◆ TASK TO COMPLETE
Please repeat, without alteration, the line containing "of the white" and every line that follows it to the end of the entries below, and only those lines.

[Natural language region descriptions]
==*==

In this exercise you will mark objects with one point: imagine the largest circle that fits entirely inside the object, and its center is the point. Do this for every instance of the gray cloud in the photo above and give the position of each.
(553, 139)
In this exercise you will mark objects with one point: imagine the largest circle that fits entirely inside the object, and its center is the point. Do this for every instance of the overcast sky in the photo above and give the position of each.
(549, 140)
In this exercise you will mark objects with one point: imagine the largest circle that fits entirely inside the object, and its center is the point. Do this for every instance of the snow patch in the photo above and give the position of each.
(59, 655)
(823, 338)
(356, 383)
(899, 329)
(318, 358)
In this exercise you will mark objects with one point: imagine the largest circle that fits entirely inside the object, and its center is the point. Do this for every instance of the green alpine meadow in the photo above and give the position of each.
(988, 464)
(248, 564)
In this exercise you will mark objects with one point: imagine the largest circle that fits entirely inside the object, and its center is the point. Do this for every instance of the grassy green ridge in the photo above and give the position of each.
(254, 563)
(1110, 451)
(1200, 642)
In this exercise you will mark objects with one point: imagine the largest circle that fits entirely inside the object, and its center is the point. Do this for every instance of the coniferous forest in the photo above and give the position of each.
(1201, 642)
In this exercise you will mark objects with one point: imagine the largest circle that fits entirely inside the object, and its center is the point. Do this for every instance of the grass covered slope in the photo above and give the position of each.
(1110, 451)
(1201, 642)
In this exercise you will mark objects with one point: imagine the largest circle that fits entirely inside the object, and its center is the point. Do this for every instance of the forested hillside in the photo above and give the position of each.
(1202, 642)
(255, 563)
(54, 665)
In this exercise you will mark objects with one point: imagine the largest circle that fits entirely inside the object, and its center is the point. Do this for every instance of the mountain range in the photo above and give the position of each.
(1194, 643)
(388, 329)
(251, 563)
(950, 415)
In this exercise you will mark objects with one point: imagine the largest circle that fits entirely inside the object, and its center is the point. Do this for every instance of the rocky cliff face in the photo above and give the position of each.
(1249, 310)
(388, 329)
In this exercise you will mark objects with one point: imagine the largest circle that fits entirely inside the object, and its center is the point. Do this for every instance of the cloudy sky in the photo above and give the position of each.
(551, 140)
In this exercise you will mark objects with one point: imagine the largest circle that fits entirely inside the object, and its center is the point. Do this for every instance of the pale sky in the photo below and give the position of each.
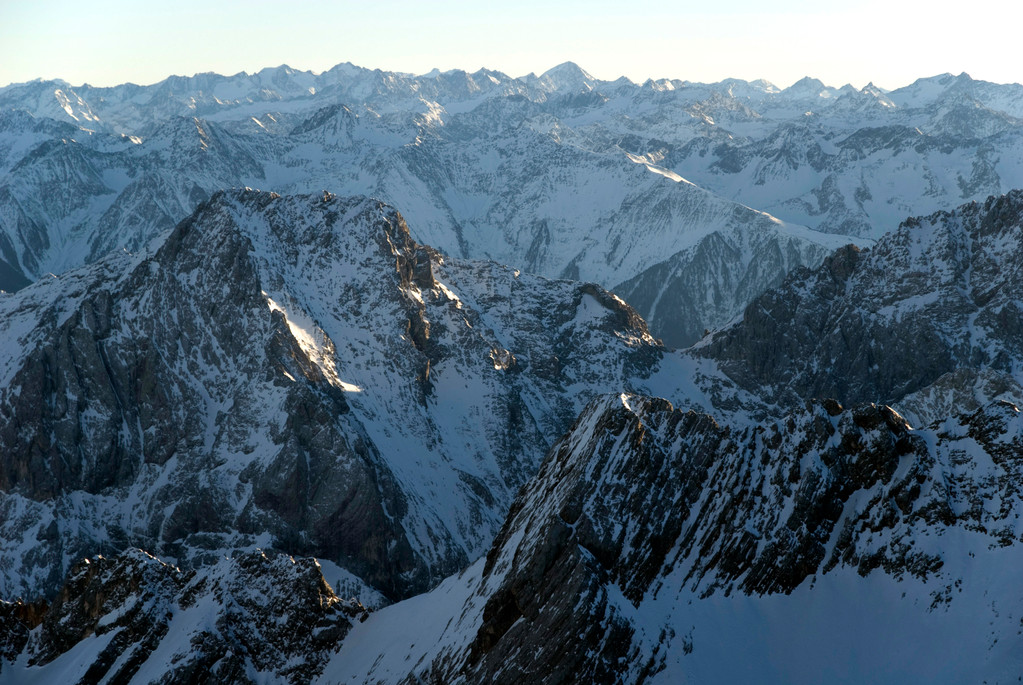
(889, 42)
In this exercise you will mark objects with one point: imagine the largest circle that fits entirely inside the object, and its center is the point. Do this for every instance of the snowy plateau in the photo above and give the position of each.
(371, 377)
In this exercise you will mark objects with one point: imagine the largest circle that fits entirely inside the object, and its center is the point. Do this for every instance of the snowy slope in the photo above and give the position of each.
(657, 546)
(935, 302)
(296, 371)
(484, 166)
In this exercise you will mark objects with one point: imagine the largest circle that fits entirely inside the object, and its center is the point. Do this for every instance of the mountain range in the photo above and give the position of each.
(398, 414)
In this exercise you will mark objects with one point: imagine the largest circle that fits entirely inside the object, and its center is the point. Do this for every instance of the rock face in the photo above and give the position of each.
(643, 511)
(138, 618)
(934, 298)
(297, 368)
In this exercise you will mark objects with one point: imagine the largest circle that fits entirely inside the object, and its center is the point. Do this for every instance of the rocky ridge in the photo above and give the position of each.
(642, 511)
(934, 302)
(298, 368)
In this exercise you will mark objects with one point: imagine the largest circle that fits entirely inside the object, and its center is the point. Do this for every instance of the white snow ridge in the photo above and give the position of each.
(371, 377)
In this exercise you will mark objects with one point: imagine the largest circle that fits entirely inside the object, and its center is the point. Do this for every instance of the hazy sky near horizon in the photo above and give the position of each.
(889, 42)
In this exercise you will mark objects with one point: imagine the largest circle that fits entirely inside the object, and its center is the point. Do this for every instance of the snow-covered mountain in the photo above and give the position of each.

==*==

◆ ANSWER SECTION
In this exercise you will mark objects with one point: imagine the largest circle that fits entirely inside the object, and its center is the point. Do this for every instance of the white snow ridge in the photo above and give the position of each.
(371, 377)
In this exercise you will mark objects with one point: imagine the largest circle that fits entirely inside the object, and its center is the point. Do this for every instance of the hazy sky near horizon in the photo above and give the position of each.
(889, 42)
In this exercise you will mark objects with one point: imagine the largest circle that fits entirely inside the object, and its center is the point. Do this for every instance of the snow-covered mountain in the photo above and give the position of each.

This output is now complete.